• [EXERCISE]: In the text on Sh 2-88 below, which star excites the diffuse nebula Sh 2-88A?

• [PROVIDED TEXT]:

..........

Observation data: Epoch J2000 epoch
- Subtype: Reflection/Emission
- Right ascension: 19h 45m 59s
- Declination: 25° 20' 00"
- Distance: 6,523 ly (2400 pc)
- Apparent dimensions (V): 47 light years across
- Constellation: Vulpecula

Physical characteristics
- Radius: 345 ly
- Absolute magnitude (V): --
- Designations: LBN 139, The Face of God Nebula

= Sh 2-88 =

Nebula in the constellation Vulpecula

Sharpless 2-88 or Sh 2-88 is a region including the diffuse nebula Sh 2-88A and the two compact knots Sh 2-88B1 and Sh 2-88B2, all of which are associated with Vulpecula OB1.

Sh 2-88A is an HII-type diffuse nebula excited by the type O8 star BD+25°3952. Both neutral and ionized gases in Sh 2-88 are between 150 and 410 solar masses and the dust mass is about 2 to 9 solar masses. The structure has been interacting with a HI interstellar bubble shaped by the stellar winds of BD+25°3952 and the blue O8.5II(f) star BD +25°3866. Overall, its actual structure is located 2.4 kiloparsecs away, at 23 × 15 parsecs in radius. It has a dynamical age of 1.5 million years, and a mass of 1,300 solar masses. It has an rms electron density of 9 cm^{−3}. All separate star forming regions are 1 arcminute in diameter.

..........

• [ENTRIES PROVIDED]:
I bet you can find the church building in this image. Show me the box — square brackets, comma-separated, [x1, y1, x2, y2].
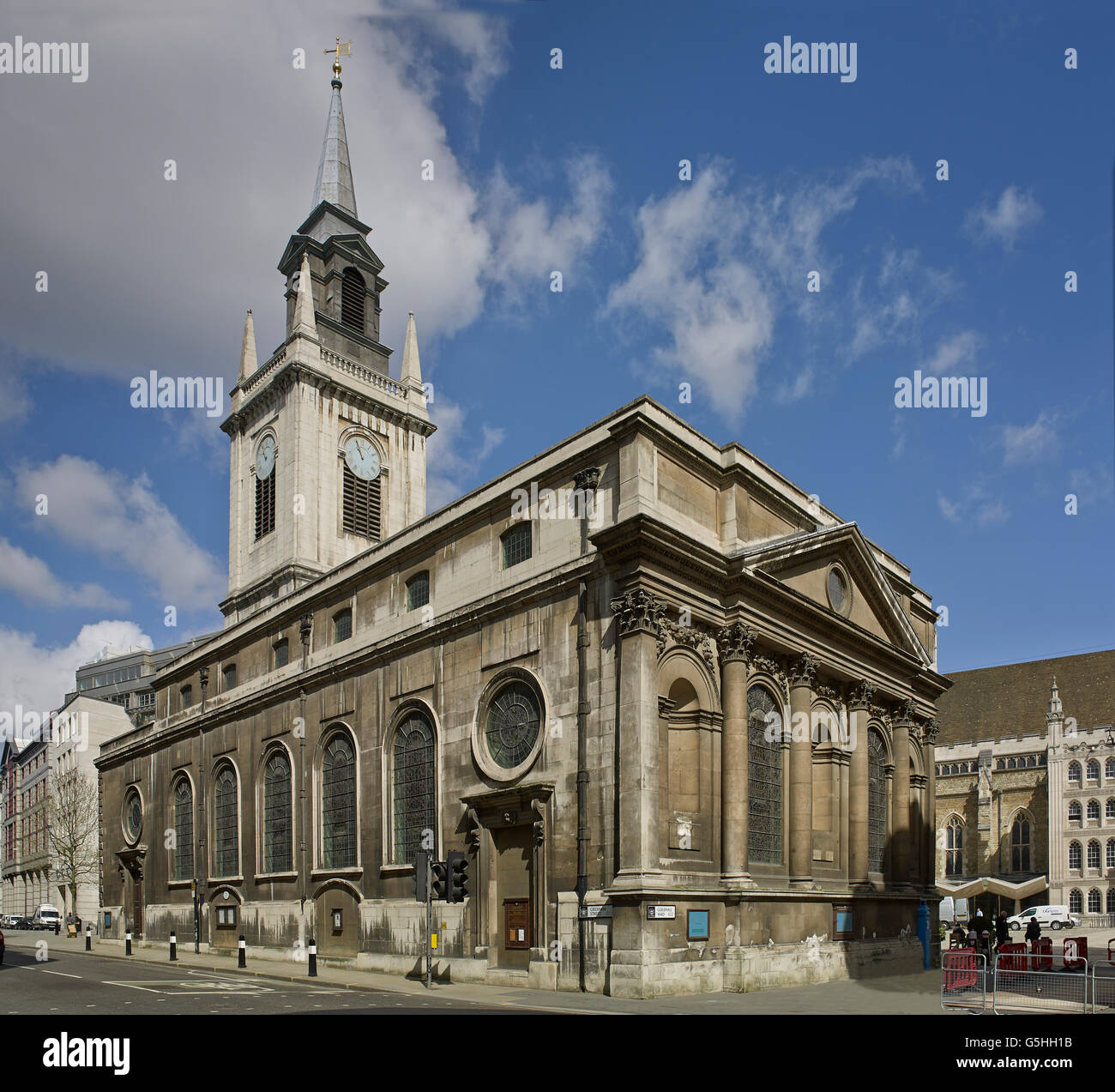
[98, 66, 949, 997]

..........

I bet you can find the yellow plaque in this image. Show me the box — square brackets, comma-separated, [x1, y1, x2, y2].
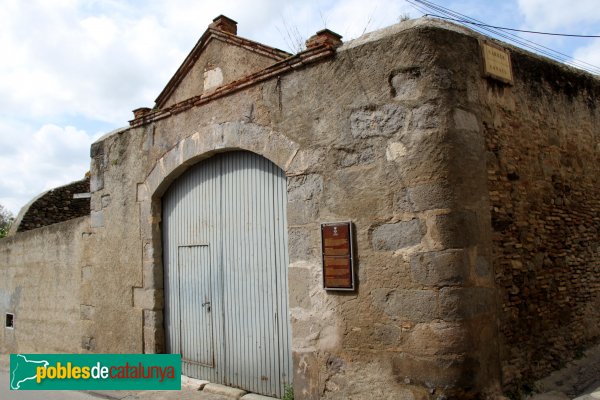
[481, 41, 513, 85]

..........

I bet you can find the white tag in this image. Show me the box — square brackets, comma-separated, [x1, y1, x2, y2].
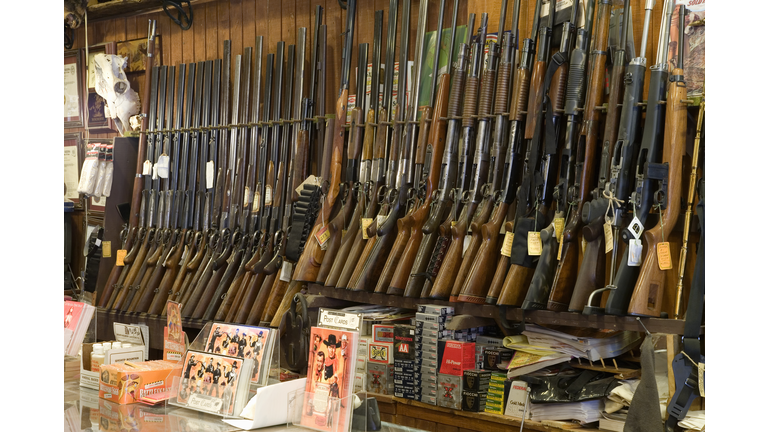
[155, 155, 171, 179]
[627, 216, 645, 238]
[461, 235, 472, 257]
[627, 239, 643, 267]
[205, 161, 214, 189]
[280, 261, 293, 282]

..........

• [THE COMPLETED TASK]: The type O8 star BD+25°3952.